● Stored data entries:

┄┄┄┄┄┄┄┄┄┄

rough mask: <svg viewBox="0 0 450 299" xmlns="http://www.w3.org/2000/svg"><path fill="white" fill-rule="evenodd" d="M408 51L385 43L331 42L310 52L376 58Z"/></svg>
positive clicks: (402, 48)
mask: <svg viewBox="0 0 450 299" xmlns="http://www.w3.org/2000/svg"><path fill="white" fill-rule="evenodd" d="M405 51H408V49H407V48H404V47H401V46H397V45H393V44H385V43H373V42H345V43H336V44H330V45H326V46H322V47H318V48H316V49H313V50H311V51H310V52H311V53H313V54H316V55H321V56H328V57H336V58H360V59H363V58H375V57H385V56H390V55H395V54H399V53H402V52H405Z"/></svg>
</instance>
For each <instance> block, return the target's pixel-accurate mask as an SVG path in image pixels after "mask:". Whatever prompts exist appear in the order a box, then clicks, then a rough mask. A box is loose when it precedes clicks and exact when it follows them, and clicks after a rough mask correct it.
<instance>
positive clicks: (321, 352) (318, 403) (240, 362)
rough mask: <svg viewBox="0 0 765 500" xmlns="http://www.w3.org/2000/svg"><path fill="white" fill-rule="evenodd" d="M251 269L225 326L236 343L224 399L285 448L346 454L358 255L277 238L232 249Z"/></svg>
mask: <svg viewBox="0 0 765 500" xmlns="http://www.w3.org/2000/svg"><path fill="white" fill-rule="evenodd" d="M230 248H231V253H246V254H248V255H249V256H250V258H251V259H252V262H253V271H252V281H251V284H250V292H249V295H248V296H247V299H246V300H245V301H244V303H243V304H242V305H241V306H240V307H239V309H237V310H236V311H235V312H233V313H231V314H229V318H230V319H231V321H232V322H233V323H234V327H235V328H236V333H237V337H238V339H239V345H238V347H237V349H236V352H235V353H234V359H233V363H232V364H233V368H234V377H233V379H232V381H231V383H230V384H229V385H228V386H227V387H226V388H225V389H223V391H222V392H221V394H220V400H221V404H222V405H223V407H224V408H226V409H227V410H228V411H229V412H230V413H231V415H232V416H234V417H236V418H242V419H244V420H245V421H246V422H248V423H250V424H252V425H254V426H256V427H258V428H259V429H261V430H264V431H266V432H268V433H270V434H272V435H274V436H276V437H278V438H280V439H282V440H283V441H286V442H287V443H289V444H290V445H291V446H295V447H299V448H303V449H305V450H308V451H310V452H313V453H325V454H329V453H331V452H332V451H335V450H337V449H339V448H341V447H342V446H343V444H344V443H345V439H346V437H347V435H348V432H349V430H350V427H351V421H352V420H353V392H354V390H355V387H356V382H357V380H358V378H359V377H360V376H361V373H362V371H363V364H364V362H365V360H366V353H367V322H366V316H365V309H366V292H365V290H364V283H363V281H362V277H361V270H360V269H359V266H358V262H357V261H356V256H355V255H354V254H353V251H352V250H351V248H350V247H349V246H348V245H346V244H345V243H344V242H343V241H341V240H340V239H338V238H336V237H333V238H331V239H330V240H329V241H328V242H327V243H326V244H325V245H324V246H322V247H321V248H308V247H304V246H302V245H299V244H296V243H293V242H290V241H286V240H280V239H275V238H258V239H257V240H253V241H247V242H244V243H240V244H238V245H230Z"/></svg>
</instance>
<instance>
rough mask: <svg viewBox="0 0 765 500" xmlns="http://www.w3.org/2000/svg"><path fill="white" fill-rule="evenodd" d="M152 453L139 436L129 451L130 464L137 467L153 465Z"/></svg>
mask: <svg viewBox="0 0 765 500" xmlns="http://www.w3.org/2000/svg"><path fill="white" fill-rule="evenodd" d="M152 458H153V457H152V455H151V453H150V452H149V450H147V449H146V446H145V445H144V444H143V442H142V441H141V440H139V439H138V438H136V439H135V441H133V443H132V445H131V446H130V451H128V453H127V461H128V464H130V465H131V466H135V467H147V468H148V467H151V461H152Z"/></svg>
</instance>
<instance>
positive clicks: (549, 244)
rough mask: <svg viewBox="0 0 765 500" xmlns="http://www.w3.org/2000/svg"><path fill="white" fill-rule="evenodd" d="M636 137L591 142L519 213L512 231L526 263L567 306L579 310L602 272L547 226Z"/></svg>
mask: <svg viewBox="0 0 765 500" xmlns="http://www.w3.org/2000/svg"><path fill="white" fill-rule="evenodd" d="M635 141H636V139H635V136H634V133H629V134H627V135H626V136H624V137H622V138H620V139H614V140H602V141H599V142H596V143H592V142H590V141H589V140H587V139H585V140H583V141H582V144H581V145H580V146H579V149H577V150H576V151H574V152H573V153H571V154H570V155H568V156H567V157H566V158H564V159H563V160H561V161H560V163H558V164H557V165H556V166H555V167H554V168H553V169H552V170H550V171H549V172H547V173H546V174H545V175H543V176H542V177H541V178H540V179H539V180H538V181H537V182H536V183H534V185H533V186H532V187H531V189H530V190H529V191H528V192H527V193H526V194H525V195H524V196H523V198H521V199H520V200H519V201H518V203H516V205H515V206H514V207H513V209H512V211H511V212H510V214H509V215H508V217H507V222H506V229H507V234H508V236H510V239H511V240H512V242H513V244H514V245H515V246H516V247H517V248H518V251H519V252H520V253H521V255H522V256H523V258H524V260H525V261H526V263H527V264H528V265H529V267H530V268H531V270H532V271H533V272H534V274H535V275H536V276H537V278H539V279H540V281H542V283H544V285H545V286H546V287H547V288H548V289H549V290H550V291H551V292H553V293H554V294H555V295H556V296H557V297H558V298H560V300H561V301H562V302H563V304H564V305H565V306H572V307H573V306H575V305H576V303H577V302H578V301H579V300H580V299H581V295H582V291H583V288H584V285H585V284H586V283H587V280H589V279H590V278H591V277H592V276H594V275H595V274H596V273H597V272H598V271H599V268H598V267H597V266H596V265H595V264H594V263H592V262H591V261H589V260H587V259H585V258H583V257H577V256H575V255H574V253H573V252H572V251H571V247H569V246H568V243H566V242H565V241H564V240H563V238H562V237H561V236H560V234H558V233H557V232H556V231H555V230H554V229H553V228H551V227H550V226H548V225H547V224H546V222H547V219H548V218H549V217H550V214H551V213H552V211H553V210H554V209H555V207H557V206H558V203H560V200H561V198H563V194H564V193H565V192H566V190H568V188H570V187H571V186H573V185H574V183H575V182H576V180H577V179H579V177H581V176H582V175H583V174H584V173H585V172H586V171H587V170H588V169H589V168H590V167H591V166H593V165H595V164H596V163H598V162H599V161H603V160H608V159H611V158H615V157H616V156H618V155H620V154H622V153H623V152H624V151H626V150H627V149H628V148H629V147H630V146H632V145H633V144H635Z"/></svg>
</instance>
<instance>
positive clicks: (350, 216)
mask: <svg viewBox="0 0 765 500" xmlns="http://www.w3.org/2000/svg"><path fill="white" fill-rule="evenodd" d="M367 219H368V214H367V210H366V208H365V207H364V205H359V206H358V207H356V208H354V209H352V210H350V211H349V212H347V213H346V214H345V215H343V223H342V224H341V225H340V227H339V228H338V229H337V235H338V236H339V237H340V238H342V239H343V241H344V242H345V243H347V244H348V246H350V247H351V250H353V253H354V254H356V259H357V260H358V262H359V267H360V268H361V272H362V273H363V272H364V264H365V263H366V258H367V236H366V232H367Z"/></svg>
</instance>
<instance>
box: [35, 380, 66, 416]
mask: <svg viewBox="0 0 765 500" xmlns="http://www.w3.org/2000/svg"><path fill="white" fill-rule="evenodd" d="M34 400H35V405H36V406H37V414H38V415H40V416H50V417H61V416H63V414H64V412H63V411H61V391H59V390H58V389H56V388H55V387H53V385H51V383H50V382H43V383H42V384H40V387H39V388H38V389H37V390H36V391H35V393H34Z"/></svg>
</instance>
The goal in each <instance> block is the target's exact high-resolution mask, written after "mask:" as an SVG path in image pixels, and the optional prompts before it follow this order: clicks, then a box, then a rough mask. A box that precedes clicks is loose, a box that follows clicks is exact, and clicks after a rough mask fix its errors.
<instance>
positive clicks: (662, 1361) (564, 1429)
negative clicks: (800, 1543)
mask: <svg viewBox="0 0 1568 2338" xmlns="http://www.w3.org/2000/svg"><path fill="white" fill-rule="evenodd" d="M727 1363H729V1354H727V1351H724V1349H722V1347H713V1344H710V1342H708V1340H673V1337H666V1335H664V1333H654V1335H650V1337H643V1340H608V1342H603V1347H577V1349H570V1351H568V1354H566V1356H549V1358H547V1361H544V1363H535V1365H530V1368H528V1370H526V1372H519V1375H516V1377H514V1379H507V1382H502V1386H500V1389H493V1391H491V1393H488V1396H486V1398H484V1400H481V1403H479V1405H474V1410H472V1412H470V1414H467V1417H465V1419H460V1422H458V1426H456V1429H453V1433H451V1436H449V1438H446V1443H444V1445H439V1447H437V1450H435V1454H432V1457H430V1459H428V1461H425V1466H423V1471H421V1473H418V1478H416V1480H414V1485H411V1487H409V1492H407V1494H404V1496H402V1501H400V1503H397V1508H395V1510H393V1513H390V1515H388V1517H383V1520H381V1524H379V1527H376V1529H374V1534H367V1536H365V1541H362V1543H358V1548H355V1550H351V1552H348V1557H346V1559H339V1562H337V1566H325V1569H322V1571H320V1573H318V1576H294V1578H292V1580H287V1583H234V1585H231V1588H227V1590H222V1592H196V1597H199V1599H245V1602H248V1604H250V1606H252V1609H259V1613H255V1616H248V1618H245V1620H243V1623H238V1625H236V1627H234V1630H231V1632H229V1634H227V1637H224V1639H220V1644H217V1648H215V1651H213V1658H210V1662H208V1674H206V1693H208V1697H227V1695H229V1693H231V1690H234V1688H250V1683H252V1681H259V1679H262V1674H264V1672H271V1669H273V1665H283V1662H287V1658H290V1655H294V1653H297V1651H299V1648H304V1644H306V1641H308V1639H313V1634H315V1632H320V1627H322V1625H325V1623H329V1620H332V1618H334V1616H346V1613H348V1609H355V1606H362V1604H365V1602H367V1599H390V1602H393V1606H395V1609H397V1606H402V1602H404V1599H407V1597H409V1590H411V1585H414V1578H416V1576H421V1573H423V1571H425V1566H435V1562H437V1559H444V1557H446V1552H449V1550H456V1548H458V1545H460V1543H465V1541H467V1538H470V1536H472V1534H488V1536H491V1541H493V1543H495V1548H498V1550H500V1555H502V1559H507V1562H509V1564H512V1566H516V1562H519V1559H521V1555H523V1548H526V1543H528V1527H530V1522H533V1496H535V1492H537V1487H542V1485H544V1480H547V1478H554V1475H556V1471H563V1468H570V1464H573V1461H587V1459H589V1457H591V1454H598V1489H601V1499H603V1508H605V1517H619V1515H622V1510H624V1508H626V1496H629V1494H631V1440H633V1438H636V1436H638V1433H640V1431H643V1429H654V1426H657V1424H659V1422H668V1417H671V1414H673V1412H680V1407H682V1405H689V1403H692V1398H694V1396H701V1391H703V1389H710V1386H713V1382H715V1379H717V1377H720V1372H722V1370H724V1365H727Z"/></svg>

┄┄┄┄┄┄┄┄┄┄

● REQUIREMENT:
The lines above, starting at the one with "The goal in" and ending at the one with "positive clicks: (662, 1361) (564, 1429)", are the only ones to return, exactly as written.

● ANSWER BOX:
The goal in each <instance> block is the target's exact high-resolution mask, written after "mask:" as an SVG path in image pixels, and the optional prompts before it follow this order: clicks, then a box, then a rough mask. A box that precedes clicks is loose, a box that follows clicks is exact, and clicks after a rough mask fix its errors.
<instance>
positive clicks: (662, 1361) (564, 1429)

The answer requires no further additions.